These are just little helpers. However, with the data we provide to these apps, eventually we will become a mass to be manipulated. As Svea Eckert remarkably demonstrated at the PM Forum 2018 in Nuremberg, it is quite simple to anonymously filter out who the actual user is. The individual can be controlled and thus deliberately manipulated.
“The young man standing next to me seems like a patient holding his digital dialysis machine in his hand. The smartphone has become a part of our body, an external organ, without which we would helplessly fumble around in a network world. Maybe it is the only way to endure the conglomeration of people surrounding you. The compactness and tightness of megacities forces us to flee into the virtual. The anonymity of skyscrapers and suburbs dissolves any sense of self. How can you find yourself within the anonymity of such oversized cities with their enormous housing silos?” [2]
I need a hero 4.0
Philosophers look for a view of the future; journalists like Ranga Yogeshwar, historians like Yuval Noah Harari try to explain the correlations to us, warn us and attempt to sharpen the view for what is essential. But our politicians ignore it, remain blind or want to be blind. I ask myself, do these politicians really not see or do they secretly have their own agenda. One way or the other, we must finally wake up and build our own future. We must decide how we want to live and force our politicians to create the framework conditions for this. If we want something – for example, to quit using coal and nuclear energy – then we must also be willing to deal with the consequences.

* WORK ITEM A *
Summarize the passage in two sentences.
* WORK ITEM B *
Copy out the passage word for word, starting with "These are just" and going on through "thus deliberately manipulated.".

[Referring expression data]
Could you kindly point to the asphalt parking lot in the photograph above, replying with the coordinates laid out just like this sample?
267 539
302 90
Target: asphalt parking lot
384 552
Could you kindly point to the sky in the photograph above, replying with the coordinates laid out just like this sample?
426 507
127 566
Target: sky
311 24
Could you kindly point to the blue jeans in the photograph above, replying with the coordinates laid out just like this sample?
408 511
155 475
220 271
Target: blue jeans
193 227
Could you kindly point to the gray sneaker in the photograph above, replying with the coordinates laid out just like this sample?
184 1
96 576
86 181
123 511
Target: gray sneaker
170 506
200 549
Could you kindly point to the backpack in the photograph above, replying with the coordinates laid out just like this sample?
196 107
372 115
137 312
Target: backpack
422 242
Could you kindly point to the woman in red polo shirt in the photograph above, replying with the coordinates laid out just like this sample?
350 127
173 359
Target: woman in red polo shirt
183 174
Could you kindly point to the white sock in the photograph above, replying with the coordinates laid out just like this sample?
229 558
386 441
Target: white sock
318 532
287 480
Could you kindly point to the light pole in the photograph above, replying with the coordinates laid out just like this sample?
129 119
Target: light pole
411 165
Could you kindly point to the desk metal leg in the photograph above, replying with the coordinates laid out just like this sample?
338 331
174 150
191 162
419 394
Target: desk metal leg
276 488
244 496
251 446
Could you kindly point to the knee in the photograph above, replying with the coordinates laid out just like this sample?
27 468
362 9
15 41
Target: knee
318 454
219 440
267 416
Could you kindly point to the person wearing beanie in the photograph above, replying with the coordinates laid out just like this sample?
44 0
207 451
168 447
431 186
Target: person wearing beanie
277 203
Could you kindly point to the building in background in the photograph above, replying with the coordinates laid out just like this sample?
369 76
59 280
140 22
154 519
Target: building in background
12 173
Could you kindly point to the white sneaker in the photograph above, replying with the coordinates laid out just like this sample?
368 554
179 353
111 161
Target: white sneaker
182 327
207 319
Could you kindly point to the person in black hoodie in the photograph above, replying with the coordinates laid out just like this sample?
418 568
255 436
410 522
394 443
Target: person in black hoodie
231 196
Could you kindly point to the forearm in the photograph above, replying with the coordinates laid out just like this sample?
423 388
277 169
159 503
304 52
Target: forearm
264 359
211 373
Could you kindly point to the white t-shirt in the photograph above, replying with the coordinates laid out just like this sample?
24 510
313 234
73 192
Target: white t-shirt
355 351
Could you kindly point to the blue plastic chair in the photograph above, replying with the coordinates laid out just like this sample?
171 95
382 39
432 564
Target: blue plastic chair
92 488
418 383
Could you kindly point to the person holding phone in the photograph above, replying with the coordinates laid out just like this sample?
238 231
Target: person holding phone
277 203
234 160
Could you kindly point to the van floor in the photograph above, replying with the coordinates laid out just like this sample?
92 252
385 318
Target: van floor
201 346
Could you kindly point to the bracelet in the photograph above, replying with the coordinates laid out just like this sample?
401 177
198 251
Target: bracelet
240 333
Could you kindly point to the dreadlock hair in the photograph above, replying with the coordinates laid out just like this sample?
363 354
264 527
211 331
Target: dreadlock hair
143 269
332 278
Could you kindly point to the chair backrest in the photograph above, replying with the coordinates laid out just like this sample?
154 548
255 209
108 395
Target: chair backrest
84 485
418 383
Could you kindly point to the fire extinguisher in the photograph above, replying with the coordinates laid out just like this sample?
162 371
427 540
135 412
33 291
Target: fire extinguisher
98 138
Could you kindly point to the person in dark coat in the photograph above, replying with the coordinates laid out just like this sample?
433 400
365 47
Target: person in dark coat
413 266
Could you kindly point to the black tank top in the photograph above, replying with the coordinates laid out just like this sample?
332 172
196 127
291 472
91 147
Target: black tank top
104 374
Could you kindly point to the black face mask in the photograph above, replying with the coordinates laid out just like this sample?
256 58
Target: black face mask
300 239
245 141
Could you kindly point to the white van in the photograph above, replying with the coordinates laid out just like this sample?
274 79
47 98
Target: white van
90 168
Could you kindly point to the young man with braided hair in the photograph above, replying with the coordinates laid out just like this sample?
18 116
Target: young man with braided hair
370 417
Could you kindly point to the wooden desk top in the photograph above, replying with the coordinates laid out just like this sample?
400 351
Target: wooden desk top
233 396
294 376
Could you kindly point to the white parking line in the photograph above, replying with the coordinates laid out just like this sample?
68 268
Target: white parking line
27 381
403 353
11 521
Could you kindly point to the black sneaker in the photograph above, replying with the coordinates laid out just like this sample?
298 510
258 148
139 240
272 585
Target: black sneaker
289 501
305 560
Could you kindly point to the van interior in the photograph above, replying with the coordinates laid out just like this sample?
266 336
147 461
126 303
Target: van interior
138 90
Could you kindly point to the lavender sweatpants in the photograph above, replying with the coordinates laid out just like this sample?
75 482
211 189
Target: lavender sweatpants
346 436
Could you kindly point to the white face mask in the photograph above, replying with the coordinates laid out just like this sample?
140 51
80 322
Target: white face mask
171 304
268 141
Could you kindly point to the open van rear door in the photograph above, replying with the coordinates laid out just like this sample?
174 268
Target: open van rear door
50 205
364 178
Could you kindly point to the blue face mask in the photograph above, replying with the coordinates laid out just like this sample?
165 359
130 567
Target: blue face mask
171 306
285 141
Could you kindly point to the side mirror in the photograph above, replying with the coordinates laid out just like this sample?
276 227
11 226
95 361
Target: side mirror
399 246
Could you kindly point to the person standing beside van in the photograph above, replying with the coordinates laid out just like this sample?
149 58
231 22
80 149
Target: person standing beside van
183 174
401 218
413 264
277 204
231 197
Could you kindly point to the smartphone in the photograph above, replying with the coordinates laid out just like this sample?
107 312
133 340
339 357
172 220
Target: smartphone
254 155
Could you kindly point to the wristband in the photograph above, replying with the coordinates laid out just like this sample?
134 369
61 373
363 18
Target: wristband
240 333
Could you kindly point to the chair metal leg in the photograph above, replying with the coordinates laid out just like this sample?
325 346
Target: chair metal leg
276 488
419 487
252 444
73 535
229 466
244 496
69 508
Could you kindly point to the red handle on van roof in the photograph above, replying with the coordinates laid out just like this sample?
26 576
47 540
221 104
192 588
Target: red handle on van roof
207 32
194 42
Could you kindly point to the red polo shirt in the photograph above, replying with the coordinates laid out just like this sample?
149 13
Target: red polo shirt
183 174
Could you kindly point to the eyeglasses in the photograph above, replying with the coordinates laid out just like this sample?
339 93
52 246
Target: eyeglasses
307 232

==

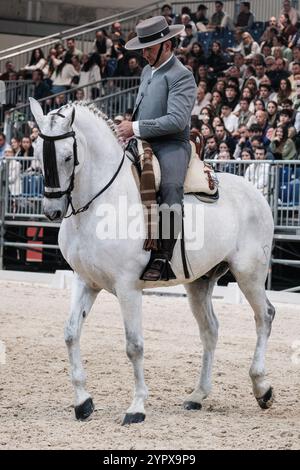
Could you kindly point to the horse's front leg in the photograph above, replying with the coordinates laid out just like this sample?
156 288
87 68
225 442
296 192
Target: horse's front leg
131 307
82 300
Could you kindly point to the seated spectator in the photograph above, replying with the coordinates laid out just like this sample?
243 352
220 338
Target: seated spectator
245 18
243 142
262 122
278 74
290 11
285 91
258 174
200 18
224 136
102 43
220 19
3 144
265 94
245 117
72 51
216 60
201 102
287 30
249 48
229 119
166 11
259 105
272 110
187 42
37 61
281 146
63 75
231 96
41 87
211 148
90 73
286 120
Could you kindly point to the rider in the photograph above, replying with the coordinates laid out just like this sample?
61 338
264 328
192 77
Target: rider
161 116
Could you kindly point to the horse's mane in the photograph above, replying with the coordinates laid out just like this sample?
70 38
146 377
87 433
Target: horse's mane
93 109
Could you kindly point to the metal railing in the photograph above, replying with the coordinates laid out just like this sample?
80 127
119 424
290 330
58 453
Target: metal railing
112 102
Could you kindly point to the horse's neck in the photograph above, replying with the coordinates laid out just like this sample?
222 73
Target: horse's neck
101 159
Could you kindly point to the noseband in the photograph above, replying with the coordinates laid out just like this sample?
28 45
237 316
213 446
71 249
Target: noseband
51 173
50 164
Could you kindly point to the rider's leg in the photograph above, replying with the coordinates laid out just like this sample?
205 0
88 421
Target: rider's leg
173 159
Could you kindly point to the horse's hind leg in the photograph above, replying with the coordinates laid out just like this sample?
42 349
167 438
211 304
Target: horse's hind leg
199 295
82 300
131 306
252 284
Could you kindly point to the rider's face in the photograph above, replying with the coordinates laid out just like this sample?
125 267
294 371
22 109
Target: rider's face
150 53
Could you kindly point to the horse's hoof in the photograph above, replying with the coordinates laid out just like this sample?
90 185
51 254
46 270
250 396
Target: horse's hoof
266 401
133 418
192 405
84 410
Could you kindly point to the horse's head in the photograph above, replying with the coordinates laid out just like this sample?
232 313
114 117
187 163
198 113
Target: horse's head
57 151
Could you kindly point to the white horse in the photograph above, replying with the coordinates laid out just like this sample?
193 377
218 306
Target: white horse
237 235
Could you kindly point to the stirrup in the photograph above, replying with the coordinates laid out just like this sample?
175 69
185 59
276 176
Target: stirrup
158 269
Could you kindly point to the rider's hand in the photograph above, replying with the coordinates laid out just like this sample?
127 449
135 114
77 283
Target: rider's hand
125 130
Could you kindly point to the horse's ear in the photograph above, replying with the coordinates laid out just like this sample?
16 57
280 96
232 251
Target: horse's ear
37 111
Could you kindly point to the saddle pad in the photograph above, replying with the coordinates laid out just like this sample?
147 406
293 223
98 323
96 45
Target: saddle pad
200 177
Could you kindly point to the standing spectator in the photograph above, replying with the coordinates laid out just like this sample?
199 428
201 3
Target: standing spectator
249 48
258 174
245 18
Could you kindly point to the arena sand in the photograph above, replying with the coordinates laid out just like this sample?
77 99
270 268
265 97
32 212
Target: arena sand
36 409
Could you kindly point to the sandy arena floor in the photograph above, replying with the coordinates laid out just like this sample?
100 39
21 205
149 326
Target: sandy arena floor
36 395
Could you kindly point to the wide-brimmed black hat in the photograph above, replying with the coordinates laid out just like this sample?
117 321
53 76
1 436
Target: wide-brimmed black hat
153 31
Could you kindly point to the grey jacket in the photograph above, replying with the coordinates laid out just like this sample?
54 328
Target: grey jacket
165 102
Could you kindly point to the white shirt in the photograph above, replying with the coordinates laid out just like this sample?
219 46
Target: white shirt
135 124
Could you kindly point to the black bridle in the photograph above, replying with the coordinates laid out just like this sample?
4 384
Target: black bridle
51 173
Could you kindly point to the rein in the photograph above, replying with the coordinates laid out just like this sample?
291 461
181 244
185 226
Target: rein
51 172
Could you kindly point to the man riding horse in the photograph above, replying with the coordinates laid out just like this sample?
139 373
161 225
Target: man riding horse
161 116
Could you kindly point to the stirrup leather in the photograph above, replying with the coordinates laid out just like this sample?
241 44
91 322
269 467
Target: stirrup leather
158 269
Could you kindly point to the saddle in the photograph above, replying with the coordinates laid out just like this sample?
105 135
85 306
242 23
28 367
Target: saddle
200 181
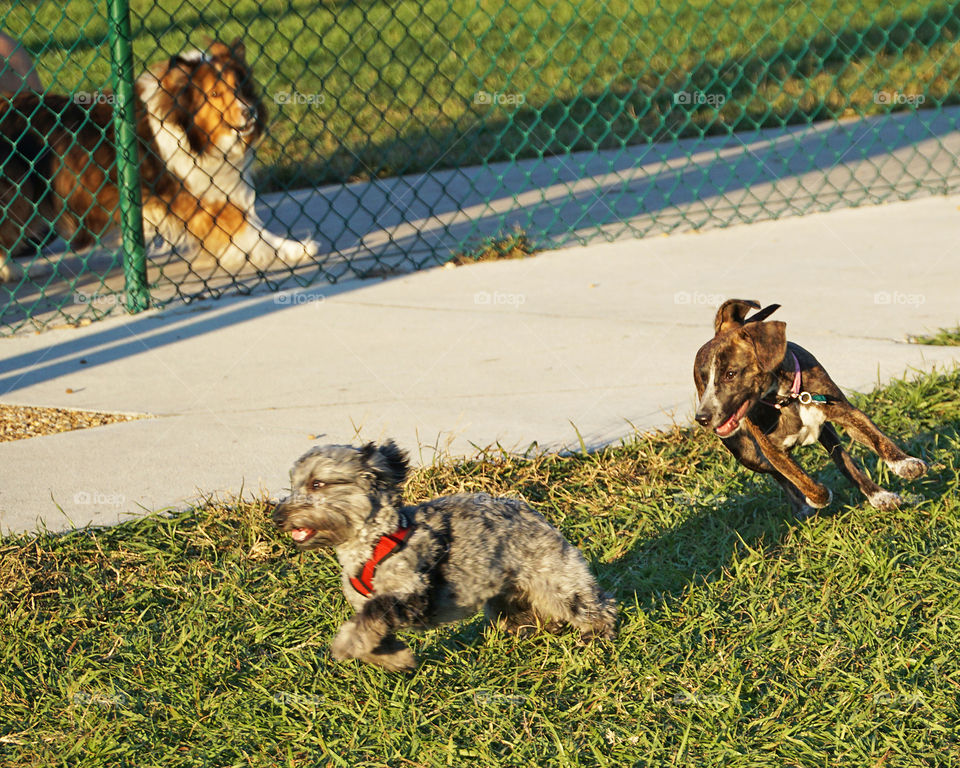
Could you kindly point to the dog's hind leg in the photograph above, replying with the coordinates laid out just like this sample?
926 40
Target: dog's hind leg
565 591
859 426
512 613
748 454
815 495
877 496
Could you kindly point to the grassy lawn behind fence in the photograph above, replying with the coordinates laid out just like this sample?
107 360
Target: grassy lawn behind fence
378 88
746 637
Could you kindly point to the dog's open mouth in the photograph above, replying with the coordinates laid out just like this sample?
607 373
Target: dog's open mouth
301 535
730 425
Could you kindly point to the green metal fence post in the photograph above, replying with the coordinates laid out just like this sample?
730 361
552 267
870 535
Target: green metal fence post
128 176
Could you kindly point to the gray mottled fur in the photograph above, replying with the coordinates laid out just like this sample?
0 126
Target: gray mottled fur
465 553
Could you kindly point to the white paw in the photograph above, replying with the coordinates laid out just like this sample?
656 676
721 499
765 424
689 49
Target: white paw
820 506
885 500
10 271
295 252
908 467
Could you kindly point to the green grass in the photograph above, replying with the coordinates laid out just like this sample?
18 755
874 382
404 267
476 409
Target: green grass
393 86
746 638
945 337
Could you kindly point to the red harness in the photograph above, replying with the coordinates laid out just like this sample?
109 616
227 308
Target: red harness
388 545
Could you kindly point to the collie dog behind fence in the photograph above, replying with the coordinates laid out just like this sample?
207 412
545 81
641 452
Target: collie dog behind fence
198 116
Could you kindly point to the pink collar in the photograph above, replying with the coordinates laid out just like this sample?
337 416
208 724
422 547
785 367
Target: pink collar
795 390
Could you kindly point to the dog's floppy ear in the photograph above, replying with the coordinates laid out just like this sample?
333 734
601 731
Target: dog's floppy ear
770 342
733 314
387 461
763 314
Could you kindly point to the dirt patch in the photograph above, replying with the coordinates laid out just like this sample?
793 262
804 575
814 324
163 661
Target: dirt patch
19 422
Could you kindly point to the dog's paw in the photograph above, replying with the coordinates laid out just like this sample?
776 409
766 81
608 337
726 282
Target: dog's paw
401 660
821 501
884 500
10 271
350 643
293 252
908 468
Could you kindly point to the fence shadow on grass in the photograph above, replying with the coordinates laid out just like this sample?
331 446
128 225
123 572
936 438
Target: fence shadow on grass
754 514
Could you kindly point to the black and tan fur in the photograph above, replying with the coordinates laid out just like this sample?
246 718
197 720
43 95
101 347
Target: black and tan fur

* EXERCISE OUTPUT A *
The passage warns that the data people give to apps makes it easy to filter out who the actual user is and to manipulate them, and it compares the smartphone to an external organ people use to flee the anonymity of megacities. It says philosophers, journalists and historians try to warn us about the future while politicians ignore it, so we must wake up, decide how we want to live, force politicians to create the framework conditions, and be willing to deal with the consequences.

* EXERCISE OUTPUT B *
These are just little helpers. However, with the data we provide to these apps, eventually we will become a mass to be manipulated. As Svea Eckert remarkably demonstrated at the PM Forum 2018 in Nuremberg, it is quite simple to anonymously filter out who the actual user is. The individual can be controlled and thus deliberately manipulated.